§ **YOUR TASK**:
Find each line in the records below that contains the string "reindeer" and copy those lines out. Match case exactly.

§ **MATERIAL SHOWN**:
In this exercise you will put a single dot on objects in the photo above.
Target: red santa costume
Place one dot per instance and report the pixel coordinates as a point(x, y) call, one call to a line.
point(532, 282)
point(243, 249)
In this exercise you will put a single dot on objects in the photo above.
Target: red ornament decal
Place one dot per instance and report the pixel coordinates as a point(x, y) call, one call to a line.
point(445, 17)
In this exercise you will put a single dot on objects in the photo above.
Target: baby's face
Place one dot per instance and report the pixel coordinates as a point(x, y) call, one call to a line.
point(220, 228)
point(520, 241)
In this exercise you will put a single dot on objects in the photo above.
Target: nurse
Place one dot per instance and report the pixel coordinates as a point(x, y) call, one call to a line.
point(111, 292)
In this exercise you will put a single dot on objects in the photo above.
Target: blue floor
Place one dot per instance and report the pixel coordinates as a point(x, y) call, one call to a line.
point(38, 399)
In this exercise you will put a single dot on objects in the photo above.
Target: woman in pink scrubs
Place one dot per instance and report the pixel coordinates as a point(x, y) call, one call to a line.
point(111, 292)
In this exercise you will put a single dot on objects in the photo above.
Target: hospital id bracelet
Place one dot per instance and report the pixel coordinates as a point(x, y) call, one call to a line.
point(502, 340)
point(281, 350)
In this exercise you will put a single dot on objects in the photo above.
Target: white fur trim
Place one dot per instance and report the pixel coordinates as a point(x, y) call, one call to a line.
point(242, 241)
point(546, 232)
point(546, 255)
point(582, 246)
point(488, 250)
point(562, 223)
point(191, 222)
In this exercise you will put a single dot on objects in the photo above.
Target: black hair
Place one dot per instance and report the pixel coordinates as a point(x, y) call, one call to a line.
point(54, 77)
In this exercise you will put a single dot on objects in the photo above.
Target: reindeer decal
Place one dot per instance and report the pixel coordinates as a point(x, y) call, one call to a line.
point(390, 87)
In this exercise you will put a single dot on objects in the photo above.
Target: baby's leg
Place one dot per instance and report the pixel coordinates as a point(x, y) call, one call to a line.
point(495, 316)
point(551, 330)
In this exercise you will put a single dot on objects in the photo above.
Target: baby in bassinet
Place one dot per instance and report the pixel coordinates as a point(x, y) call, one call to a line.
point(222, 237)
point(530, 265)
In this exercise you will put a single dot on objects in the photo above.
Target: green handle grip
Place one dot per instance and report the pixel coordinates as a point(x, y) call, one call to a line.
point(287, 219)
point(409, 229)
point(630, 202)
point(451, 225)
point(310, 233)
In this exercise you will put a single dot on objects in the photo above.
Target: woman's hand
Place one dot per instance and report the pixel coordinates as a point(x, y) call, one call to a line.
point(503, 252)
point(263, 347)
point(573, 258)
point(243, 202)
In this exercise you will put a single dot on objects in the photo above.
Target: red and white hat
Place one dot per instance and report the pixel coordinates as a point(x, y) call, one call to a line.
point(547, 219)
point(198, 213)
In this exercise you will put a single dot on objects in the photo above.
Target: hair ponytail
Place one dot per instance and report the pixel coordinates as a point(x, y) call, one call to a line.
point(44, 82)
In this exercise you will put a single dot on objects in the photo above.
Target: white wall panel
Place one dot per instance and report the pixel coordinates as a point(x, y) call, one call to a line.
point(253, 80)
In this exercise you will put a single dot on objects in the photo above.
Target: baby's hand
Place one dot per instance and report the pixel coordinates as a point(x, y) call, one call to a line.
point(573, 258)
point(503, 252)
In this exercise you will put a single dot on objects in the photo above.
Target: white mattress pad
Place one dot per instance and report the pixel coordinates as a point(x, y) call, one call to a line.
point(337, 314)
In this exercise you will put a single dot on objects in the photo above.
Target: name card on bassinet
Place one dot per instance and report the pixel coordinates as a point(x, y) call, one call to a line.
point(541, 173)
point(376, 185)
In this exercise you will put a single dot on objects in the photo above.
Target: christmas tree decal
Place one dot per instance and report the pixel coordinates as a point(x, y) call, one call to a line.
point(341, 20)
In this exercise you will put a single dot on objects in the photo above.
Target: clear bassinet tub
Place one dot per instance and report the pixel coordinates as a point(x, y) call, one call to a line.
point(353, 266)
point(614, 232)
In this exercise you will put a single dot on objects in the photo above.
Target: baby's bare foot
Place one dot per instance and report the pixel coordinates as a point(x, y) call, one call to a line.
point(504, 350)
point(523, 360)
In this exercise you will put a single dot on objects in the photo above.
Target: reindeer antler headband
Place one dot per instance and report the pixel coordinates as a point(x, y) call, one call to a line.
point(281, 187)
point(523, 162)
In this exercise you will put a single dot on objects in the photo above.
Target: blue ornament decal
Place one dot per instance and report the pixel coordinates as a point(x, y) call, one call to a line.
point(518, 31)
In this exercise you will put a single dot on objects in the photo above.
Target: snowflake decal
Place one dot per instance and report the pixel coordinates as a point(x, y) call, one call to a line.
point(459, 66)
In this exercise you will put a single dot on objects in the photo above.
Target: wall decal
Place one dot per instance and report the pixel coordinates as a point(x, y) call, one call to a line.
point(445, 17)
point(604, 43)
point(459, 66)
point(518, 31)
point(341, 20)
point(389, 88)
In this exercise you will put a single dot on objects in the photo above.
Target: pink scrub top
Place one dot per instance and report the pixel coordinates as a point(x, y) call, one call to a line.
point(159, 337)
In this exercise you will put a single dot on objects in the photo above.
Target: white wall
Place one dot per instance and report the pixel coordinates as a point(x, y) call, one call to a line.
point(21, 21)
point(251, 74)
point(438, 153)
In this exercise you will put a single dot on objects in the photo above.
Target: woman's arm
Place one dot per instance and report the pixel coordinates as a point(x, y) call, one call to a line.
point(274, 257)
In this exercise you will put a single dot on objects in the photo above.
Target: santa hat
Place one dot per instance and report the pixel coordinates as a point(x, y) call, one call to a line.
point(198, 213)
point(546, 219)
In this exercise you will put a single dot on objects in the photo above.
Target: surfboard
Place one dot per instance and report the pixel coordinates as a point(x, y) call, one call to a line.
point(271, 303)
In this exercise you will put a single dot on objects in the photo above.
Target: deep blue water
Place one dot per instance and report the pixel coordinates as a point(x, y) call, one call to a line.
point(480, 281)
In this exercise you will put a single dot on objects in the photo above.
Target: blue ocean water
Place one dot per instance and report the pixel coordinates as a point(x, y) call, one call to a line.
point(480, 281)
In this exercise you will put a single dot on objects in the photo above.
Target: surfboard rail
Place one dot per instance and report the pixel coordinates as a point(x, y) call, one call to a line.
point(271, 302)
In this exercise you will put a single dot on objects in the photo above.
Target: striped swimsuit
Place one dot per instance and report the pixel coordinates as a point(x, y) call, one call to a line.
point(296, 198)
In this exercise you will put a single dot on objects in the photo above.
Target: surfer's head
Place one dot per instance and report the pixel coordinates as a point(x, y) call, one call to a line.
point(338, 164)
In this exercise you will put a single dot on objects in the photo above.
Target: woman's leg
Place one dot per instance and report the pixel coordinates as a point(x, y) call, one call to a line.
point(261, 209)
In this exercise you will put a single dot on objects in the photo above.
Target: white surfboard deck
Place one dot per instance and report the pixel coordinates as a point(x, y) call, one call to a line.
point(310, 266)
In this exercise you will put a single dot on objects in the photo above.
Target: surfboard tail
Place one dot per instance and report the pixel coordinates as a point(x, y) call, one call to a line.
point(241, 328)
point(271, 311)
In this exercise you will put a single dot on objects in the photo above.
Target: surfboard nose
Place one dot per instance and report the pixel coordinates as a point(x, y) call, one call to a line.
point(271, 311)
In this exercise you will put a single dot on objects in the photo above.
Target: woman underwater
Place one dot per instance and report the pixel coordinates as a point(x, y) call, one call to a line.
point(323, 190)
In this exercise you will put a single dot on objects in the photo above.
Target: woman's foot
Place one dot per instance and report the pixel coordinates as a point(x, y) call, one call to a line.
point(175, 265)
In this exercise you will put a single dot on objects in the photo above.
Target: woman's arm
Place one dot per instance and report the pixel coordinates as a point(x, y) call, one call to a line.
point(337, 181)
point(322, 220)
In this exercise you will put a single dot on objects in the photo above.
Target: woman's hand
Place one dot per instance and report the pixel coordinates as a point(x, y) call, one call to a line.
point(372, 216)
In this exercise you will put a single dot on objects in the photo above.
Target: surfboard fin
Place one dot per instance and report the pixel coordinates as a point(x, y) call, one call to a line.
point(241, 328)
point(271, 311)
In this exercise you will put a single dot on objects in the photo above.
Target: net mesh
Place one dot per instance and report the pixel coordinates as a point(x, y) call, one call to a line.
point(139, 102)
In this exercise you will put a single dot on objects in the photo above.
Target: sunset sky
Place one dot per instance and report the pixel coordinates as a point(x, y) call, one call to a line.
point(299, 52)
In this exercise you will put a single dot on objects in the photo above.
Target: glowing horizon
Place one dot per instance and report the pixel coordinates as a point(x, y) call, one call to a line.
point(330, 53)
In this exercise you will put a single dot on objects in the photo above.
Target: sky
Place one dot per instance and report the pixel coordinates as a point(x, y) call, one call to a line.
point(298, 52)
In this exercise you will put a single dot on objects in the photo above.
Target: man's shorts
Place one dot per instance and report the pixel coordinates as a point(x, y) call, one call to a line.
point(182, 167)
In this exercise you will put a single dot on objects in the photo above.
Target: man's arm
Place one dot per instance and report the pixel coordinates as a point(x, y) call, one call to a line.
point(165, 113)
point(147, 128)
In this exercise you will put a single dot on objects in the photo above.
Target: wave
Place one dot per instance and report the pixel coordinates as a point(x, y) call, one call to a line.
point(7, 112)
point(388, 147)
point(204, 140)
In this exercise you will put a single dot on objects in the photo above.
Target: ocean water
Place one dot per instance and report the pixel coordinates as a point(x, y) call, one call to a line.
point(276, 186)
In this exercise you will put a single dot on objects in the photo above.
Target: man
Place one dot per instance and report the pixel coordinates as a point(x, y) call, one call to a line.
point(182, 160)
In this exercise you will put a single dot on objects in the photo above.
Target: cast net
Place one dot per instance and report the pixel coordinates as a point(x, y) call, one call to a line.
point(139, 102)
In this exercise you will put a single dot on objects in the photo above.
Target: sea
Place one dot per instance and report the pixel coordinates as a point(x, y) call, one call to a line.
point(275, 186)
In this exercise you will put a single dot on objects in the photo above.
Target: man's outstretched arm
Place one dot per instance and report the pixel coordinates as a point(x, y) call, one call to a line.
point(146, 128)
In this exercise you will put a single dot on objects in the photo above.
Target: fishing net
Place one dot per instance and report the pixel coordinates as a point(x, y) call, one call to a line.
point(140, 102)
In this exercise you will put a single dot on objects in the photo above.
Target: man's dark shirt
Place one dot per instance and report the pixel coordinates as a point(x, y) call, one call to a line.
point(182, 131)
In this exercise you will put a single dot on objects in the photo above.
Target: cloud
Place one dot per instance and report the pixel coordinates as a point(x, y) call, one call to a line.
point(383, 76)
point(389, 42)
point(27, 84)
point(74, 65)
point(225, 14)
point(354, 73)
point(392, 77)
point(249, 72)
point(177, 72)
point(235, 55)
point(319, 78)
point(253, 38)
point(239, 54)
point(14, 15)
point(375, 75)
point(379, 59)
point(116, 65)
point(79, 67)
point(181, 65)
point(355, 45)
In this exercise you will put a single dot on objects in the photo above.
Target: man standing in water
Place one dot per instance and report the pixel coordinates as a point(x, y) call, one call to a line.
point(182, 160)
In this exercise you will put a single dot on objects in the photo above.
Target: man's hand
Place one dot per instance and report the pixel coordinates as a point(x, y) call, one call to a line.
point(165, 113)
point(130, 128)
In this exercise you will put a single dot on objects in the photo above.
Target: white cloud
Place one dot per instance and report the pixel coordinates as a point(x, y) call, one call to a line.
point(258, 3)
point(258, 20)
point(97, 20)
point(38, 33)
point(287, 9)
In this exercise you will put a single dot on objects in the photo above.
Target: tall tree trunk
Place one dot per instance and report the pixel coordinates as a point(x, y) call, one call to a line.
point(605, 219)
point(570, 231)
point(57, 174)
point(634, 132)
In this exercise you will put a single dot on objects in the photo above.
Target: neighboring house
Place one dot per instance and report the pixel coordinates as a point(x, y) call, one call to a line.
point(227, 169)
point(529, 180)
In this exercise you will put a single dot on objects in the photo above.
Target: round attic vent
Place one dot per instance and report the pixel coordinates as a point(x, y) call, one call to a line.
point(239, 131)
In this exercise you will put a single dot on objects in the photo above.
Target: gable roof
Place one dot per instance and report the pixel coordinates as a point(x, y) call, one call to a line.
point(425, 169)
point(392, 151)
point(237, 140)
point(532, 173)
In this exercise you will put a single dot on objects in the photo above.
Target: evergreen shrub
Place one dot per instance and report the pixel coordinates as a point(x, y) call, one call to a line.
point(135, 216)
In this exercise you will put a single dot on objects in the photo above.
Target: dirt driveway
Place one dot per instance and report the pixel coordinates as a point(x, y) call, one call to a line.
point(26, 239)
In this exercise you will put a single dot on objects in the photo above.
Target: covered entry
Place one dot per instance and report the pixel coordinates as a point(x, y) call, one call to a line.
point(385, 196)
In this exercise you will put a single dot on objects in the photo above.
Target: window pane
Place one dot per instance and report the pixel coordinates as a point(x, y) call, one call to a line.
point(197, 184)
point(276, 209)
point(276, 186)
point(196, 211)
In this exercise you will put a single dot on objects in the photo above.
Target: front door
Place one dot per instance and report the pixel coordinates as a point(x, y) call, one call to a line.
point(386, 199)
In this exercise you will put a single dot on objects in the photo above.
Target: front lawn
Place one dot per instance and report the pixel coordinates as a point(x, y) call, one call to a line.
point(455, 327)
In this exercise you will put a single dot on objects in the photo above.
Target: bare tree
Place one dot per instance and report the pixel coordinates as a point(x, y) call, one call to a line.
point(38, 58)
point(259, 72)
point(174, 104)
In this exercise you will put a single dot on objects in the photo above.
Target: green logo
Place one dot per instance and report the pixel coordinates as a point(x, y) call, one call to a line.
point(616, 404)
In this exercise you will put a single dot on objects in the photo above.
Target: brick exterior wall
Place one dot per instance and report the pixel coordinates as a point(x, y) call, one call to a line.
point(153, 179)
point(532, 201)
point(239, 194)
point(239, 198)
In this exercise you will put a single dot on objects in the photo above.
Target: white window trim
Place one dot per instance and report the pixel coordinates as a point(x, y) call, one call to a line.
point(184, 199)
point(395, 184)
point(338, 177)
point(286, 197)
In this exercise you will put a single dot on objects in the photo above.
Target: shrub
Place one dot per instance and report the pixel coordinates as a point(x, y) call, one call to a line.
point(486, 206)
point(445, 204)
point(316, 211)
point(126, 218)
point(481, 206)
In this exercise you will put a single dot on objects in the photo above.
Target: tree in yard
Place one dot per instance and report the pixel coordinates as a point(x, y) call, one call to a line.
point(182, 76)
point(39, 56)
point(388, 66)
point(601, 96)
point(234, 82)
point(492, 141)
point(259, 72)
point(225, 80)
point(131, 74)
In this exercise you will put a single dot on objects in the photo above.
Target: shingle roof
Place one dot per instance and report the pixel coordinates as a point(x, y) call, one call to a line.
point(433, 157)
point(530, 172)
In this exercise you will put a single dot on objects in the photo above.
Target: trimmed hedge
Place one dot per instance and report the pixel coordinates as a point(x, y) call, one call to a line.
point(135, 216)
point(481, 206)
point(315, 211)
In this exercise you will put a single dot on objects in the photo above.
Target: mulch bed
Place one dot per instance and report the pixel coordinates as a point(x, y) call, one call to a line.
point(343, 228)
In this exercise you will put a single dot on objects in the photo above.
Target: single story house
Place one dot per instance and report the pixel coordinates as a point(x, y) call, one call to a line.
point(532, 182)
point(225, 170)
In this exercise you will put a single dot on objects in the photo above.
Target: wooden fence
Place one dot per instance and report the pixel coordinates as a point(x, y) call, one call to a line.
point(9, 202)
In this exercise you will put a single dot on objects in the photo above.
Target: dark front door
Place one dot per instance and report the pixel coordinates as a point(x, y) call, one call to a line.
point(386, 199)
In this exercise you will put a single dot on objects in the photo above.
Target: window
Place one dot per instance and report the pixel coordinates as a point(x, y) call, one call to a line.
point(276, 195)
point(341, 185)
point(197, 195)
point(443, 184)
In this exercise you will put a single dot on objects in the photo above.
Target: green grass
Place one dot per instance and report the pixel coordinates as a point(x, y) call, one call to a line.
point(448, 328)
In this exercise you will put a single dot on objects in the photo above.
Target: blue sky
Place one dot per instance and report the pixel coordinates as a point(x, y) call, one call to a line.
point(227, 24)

§ **OUTPUT**:
Target: reindeer decal
Target: reindeer antler headband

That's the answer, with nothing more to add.